_TEXTE À LIRE_

Le rapport de l’IPBES : anthropocentrisme contre biocentrisme

Le point de vue final de l’IPBES sur la situation de la biodiversité a été rendu public le lundi 6 mai 2019 et il y a lieu de porter un regard très approfondi sur ce qui est dit. Pour cette raison, il faut étudier cela aspect par aspect. Notons tout de suite cependant que le rapport complet n’est pas disponible. Les signataires se sont mis d’accord sur un texte de 1500 pages… mais ne le rendent pas public ! Cela le sera en cours d’année… En attendant, on a qu’un résumé, avec des thèses qu’on doit croire sur parole ! Nous y reviendrons, point par point.

Notons déjà que, malgré que la réunion ait eu lieu en France, à Paris, il n’y a eu aucun émotion ou mouvement tant du côté des gens que du côté des médias ou des partis politiques, ou bien encore des associations.

Personne n’a les moyens de mobiliser et les gens ne veulent pas se bouger. Les initiatives sont pathétiques. La « marche mondiale » organisée à Metz a rassemblé… 2000 personnes, mais c’était dans une sorte de fusion avec les gilets jaunes qui ont évidemment pris le dessus et relégué les écologistes en fin de cortège. Le quotidien Le Parisien a donné des conseils pour sauver la planète et on trouve des recettes faciles du type manger moins de viande, manger bio, etc., comme si tout n’était qu’une affaire à la fois individuelle et aisée à régler.

Le Figaro, à la rendue publique du document de l’IPBES, a bien mis un article en tête de gondole de son site (Un million d’espèces menacées d’extinction sur la planète), mais l’article est… payant et l’actualité live mise en avant est une naissance dans la famille royale britannique. Cela en dit long sur le sens des priorités

Mais portons déjà un regard sur l’approche de l’IPBES elle-même, avant de voir son rapport. Cette structure, mise en place dans le cadre de l’ONU, se définit comme la « Plateforme intergouvernementale sur la biodiversité et les services écosystémiques ». Le problème saute aux yeux pour qui raisonne en termes de planète comme système unifié, comme Gaïa. Déjà, il ne faudrait pas une plateforme intergouvernementale, mais un gouvernement mondial. La question est planétaire, la réponse est planétaire.

Tout autre point de vue appartient au passé.

_EXERCICE PROPOSÉ 1_
Repérez toutes les lignes des enregistrements qui contiennent le mot « dead » et recopiez-les.
Les enregistrements n'ont aucun lien avec le texte sur le rapport de l'IPBES.

_ENREGISTREMENTS CONSERVÉS_

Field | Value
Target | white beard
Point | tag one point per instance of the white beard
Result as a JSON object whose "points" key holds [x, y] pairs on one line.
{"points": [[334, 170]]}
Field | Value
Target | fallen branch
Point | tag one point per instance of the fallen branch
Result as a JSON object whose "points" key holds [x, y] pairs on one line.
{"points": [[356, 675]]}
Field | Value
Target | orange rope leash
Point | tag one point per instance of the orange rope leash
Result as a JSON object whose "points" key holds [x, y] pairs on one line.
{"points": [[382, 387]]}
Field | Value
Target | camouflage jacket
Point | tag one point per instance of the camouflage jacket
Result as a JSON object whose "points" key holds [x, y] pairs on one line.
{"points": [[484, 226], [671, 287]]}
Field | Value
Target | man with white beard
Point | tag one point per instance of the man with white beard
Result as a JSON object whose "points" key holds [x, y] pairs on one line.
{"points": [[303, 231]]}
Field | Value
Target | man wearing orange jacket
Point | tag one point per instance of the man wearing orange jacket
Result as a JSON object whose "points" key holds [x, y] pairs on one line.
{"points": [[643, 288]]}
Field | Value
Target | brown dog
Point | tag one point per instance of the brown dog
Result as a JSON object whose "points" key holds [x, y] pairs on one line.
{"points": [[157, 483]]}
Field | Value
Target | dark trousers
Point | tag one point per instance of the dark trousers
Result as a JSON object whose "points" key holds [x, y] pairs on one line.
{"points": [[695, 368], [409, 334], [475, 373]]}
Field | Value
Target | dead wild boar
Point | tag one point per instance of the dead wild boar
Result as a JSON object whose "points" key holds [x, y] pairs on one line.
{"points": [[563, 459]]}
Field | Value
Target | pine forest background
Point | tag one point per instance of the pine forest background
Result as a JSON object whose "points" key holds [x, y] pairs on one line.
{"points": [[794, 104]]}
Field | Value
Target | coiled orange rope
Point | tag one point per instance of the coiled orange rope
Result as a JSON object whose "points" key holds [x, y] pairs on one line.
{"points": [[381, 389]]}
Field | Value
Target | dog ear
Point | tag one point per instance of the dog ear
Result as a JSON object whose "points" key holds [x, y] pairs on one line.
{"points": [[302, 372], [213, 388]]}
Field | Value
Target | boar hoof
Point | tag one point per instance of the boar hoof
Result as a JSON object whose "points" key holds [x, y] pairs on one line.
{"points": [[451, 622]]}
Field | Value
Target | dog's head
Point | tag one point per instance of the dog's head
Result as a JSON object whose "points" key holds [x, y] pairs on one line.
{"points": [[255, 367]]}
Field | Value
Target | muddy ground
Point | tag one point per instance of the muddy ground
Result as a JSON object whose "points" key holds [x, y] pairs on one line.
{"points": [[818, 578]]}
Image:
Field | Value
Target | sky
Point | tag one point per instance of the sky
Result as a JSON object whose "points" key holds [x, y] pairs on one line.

_EXERCICE PROPOSÉ 2_
Poursuivez le texte sur le rapport de l'IPBES en enchaînant sur sa dernière phrase.

_BONNE RÉPONSE 1_
Target | dead wild boar
Point | tag one point per instance of the dead wild boar

_BONNE RÉPONSE 2_
Ensuite, les termes de « biodiversité et de « services écosystémiques » sont erronés. Ils s’appuient en effet sur la multiplicité, alors qu’il faudrait partir d’un point de vue biocentriste, c’est-à-dire centralisé, unifié. La bio-diversité est secondaire par rapport au caractère unifié de la vie planétaire ; on parle ici d’une biosphère. Il n’y a pas de « services » fournis par des « écosystèmes », mais des interrelations de la vie à l’échelle de la planète.

Il n’y a pas de « diversité » et d’éléments individuels, séparés, mais un tout composé de multiples éléments lui étant subordonnés dans leur substance même. Il n’y a pas l’humanité d’un côté, des êtres vivants naturels de l’autre, sur un rocher dans l’espace. Il y a Gaïa, et rien d’autre.

Certains diront que c’est du pinaillage ou de la mystique, mais c’est qu’ils ne voient pas ou refusent le point de vue biocentriste et la lecture de la planète comme système-Terre unifié. C’est d’ailleurs le cas de l’humanité encore aujourd’hui et la conséquence en est la continuation de la catastrophe. Tant que la planète ne sera pas considérée comme étant Gaïa, un système unifié, jamais il ne sera possible de se placer au niveau des questions posées par Gaïa dans son rapport à l’humanité, et inversement.

Tant que Gaïa sera niée, Gaïa sera incomprise et le processus de crise s’amplifiera… Et cela jusqu’au bout, jusqu’à la soumission à Gaïa. Les religieux veulent la soumission à Dieu, les individualistes celle à l’individu, tous ont tort. Il faut se soumettre à la Nature et nous sommes nous-mêmes naturels ; pour être soi-même, il faut se soumettre à sa propre nature, sa propre substance.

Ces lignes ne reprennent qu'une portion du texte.